RECORDED INFORMATION:
- - - - - - -

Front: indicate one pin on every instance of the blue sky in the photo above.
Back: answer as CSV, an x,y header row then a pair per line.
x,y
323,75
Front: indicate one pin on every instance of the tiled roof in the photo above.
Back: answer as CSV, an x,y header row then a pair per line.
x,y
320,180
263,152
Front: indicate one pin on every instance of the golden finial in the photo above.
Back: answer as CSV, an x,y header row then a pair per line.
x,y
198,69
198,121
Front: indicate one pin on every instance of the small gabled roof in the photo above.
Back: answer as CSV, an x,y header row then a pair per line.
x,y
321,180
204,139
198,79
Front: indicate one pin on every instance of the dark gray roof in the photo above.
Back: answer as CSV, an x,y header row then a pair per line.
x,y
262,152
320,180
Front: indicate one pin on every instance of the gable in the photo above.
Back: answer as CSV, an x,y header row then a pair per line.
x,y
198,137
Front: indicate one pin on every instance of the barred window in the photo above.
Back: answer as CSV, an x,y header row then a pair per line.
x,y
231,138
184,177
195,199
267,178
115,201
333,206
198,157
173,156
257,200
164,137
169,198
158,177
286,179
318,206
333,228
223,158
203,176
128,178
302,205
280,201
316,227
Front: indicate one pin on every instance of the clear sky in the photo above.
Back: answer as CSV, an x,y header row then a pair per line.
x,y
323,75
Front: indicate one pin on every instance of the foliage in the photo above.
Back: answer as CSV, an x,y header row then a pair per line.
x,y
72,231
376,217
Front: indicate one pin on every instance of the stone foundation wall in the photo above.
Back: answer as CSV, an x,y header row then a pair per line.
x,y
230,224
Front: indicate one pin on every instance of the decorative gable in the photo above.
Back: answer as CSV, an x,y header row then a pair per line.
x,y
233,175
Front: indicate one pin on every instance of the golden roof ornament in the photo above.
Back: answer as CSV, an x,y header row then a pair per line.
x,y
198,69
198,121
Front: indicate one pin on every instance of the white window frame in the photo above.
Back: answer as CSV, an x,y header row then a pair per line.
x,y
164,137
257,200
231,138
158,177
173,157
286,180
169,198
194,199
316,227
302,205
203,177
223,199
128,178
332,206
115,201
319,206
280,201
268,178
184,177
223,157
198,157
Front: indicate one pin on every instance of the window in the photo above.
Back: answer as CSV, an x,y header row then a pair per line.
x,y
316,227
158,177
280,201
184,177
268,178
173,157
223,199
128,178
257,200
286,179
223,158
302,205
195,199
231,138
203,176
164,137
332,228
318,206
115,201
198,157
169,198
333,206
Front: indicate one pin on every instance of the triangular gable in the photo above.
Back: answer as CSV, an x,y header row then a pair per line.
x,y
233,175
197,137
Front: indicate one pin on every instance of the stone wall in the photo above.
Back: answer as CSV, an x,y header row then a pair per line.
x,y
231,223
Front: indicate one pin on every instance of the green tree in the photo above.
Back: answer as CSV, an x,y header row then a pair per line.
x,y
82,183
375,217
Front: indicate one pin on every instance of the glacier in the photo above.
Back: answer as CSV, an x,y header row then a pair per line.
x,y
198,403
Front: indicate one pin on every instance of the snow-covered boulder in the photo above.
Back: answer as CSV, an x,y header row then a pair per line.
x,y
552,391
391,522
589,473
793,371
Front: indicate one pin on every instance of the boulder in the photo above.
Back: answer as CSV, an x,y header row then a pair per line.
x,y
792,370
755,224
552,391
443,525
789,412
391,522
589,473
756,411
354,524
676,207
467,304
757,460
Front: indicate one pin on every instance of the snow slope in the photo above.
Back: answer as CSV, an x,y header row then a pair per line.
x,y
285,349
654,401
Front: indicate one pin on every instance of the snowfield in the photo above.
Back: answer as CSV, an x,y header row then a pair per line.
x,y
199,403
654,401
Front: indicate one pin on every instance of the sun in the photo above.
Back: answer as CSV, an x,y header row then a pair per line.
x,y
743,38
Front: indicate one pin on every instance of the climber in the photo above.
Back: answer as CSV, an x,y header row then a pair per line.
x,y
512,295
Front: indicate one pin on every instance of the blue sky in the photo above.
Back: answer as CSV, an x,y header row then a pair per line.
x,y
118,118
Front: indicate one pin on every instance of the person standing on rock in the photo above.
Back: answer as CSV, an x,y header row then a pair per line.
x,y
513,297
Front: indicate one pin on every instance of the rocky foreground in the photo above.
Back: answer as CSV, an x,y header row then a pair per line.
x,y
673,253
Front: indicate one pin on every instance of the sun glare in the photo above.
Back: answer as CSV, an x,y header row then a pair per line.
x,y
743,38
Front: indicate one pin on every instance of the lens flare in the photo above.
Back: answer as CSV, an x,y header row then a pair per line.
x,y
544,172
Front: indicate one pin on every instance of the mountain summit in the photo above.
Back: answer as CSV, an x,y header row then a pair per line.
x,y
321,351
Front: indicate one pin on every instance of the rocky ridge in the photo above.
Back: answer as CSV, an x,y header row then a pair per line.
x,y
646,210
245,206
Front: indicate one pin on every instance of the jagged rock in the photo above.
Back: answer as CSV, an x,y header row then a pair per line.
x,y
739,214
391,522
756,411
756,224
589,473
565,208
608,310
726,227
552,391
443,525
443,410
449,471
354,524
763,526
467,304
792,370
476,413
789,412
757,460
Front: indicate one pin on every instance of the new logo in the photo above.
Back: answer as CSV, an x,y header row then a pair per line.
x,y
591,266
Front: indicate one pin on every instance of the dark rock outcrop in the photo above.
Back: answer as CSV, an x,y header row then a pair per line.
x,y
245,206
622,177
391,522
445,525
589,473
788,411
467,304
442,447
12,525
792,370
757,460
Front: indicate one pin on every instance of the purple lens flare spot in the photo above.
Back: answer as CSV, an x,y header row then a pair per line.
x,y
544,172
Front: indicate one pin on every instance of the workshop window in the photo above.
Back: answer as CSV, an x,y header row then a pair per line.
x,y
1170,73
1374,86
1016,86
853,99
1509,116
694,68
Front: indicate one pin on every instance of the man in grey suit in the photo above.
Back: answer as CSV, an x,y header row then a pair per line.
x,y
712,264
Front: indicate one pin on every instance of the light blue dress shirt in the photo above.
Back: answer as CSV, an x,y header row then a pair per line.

- - - - - - -

Retype all of the entries precisely as they are.

Front: indicate one pin on every instance of the blue sky in the photo above.
Back: answer as CSV, an x,y header row then a pair per line.
x,y
323,75
Front: indicate one pin on every instance of the tiled roof in the photo above.
Back: answer as CSV, an x,y header row then a pair per line.
x,y
320,180
263,152
Front: indicate one pin on every instance of the golden finial in the photo above.
Back: answer as CSV, an x,y header row then a pair per line.
x,y
198,69
198,121
Front: indicate one pin on every instance of the small gabled roof in the photo above.
Back: answer as CSV, an x,y header row then a pair per line.
x,y
321,180
204,139
198,79
Front: indicate one pin on every instance of the dark gray roof in the photo above.
Back: answer as CSV, an x,y header row then a pair per line.
x,y
262,152
320,180
Front: indicate one pin on every instance of the gable in the photo above.
Back: answer as CSV, an x,y header row then a pair per line.
x,y
198,137
Front: indicate one pin on every instance of the barred window in the photo above.
Back: answer as CSV, an x,y header row then a pair per line.
x,y
231,138
184,177
195,199
267,178
115,201
333,206
198,157
173,156
257,200
164,137
169,198
158,177
286,179
318,206
333,228
223,158
203,176
128,178
302,205
280,201
316,227
Front: indicate one pin on every instance of the clear sky in the photo above.
Back: answer as CSV, an x,y header row then a pair per line.
x,y
323,75
Front: indicate one pin on every instance of the foliage in the photo above.
Back: answer as CSV, an x,y header row then a pair per line.
x,y
72,231
376,217
Front: indicate one pin on every instance of the stone foundation wall in the photo above.
Back: answer as CSV, an x,y header row then a pair per line.
x,y
230,224
Front: indicate one pin on every instance of the decorative gable in the photo above.
Back: answer as CSV, an x,y header row then a pair per line.
x,y
233,175
Front: indicate one pin on every instance of the golden roof ornament in the photo above.
Back: answer as CSV, an x,y header row then a pair per line.
x,y
198,69
198,121
Front: indicate one pin on every instance of the white window frame in the photo above.
Back: answer as CSV, an x,y header row then a pair per line.
x,y
164,137
257,200
231,138
158,177
173,157
286,180
169,198
194,199
316,227
302,205
203,177
223,199
128,178
332,206
115,201
319,206
280,201
268,178
184,177
223,157
198,157
Front: indicate one pin on every instance of the window in the photo above.
Back: answer as CSV, an x,y header row then a pair per line.
x,y
316,227
158,177
280,201
184,177
268,178
173,157
223,199
128,178
257,200
286,179
223,158
302,205
195,199
231,138
203,176
164,137
332,228
318,206
115,201
198,157
169,198
333,206
Front: indicate one pin on every instance of the triangular gable in the photo above.
Back: answer as CSV, an x,y header row then a pair per line.
x,y
233,175
197,137
Front: indicate one pin on every instance of the stone wall in the photo above.
Back: answer as CSV, an x,y header row then a pair per line.
x,y
231,223
Front: indicate one pin on every instance of the green tree in the photo above.
Back: answer as CSV, an x,y header row then a pair per line.
x,y
82,183
375,217
Front: indicate one pin on every instance of the glacier in the photo above.
Back: answer as CSV, an x,y header row then a pair per line.
x,y
198,403
Front: indicate one pin on every instance of the snow-covered boulder in the photo above.
Back: answer as CSV, an x,y header row then a pair per line.
x,y
552,391
391,522
589,473
793,371
Front: indicate one pin on every instance of the boulder in the photo above.
Back: answer as CSV, an x,y header row then a pair per line.
x,y
792,370
755,224
552,391
443,525
789,412
391,522
589,473
756,411
354,524
676,207
467,304
757,460
Front: indicate one pin on every instance of the snow slope in the photo above.
Back: answer as CSV, an x,y header row then a pair per line.
x,y
285,349
654,401
Front: indicate one pin on every instance of the snowfield in the photo above.
Back: answer as CSV, an x,y header row then a pair per line.
x,y
199,403
654,401
Front: indicate one pin on every instance of the sun in the photo above.
Back: answer as CSV, an x,y header row then a pair per line.
x,y
743,38
Front: indicate one pin on every instance of the climber in the photo above.
Back: answer as CSV, an x,y header row then a pair per line.
x,y
512,295
Front: indicate one pin on every instance of the blue sky in the photo above.
Back: answer as CSV, an x,y header row then a pair per line.
x,y
118,118
Front: indicate one pin on every instance of the person standing on rock in the photo above.
Back: answer as CSV, an x,y header row then a pair per line.
x,y
513,297
Front: indicate one pin on every instance of the rocky foreground in the photo above.
Back: answer as CSV, an x,y header row then a pair per line.
x,y
673,253
Front: indicate one pin on every instance of the sun glare in the photo above.
Back: answer as CSV, an x,y header row then a pair per line.
x,y
743,38
Front: indicate one pin on every instance of the lens flare in the photo above.
Back: answer as CSV, an x,y header row then a pair per line.
x,y
544,172
Front: indicate one pin on every instance of the mountain summit in the photo above.
Back: answer as CSV, an x,y header row then a pair per line.
x,y
321,351
Front: indicate one pin on every instance of the rocky ridge in the photo above.
Back: answer as CSV, an x,y header row then a pair per line.
x,y
646,210
245,206
Front: indicate one pin on every instance of the jagged rock in the photo above.
Back: answer as CSV, an x,y header row then a pair per line.
x,y
739,214
391,522
756,411
756,224
589,473
565,208
608,310
726,227
552,391
443,525
443,410
449,471
354,524
763,526
467,304
792,370
476,413
789,412
757,460
Front: indicate one pin on every instance of the new logo in the photo above.
Back: answer as CSV, an x,y header row then a pair per line.
x,y
591,266
Front: indicate one pin on every instance of the dark rock outcrop in the photo above.
Back: answer as CSV, an x,y header row then a pair per line.
x,y
245,206
622,177
391,522
445,525
589,473
788,411
467,304
442,447
12,525
792,370
757,460
Front: indicate one pin on every instance of the purple lens flare spot in the photo above.
Back: answer as CSV, an x,y header row then a pair per line.
x,y
544,172
Front: indicate one pin on every instance of the workshop window in the photo above.
Back: answer as CSV, an x,y header row then a pair per line.
x,y
1170,73
1374,86
1016,86
853,99
1509,116
694,68
Front: indicate one pin on every instance of the man in grey suit in the photo above.
Back: answer as CSV, an x,y header row then a pair per line.
x,y
712,264
Front: indicate one pin on every instance of the light blue dress shirt in the photo above.
Back: answer as CSV, an x,y header row then a pair per line.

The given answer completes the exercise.